■ Aim of the task: In the entries that follow, which lines hold the string "rise"? List them.

■ Supplied records:
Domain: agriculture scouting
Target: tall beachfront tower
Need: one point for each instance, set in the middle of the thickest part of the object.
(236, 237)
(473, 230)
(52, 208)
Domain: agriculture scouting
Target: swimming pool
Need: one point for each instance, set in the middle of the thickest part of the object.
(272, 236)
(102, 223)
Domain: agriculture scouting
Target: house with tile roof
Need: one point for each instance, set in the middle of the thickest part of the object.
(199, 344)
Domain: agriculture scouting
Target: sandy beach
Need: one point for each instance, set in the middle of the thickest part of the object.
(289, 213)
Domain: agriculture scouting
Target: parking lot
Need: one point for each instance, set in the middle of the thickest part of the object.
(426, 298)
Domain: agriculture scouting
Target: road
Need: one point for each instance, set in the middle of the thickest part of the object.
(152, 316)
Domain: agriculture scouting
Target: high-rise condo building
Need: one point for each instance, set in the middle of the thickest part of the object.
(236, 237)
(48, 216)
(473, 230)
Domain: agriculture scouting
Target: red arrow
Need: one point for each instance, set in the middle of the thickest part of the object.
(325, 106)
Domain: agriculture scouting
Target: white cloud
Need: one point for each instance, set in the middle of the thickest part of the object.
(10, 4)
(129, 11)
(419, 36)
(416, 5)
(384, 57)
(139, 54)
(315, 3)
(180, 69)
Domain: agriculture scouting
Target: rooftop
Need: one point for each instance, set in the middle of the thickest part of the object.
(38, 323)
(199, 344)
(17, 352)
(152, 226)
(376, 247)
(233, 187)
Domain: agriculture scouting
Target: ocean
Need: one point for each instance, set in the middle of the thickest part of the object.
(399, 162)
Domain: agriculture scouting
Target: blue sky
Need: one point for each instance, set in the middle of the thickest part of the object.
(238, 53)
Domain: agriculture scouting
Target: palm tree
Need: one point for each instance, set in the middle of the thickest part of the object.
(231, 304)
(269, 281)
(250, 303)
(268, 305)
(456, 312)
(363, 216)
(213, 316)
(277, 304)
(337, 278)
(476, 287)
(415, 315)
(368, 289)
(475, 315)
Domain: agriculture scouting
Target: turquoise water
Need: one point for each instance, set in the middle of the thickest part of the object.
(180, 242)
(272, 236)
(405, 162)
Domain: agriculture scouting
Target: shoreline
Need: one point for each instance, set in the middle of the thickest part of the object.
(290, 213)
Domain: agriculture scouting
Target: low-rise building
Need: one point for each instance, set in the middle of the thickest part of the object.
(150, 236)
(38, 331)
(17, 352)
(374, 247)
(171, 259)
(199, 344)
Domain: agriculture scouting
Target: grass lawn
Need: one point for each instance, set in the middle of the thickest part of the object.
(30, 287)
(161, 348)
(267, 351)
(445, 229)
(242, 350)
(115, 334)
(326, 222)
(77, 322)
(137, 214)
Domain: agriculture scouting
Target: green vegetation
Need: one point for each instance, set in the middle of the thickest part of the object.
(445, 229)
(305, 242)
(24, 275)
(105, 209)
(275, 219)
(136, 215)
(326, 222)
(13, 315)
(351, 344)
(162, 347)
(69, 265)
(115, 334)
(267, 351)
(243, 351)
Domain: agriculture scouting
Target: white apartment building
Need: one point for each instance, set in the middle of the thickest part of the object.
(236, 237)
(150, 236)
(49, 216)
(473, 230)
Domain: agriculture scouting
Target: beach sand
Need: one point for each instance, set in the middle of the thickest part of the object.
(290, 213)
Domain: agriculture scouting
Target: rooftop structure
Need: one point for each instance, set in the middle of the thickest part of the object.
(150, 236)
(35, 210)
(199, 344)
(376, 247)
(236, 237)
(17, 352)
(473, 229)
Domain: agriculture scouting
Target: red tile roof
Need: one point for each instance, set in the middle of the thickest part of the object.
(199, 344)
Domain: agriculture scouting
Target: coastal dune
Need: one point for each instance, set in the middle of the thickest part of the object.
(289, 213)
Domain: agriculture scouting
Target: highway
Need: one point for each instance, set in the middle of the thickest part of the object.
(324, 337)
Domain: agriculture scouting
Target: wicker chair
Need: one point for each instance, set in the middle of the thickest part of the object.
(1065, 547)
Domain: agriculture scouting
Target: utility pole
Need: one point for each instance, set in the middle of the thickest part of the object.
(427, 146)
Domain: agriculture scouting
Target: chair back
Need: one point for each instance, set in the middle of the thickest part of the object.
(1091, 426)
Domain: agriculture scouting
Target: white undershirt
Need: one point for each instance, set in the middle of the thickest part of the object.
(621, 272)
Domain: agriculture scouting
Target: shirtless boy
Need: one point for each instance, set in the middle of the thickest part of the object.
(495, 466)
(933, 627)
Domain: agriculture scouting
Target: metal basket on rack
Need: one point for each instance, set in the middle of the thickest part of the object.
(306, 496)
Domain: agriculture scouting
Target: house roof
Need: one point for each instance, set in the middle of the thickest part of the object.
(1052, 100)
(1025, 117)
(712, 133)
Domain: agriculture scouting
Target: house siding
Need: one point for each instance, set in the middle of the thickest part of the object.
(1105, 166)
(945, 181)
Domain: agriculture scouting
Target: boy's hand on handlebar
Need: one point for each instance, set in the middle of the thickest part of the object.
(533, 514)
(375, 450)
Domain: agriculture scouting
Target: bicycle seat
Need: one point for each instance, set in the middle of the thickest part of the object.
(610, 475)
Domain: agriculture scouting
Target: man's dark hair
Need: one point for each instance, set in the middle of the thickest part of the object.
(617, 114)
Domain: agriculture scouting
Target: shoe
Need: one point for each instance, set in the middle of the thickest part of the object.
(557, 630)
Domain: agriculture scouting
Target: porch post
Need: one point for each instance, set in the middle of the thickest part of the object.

■ Result of the exercise:
Target: high-rise condo building
Target: low-rise building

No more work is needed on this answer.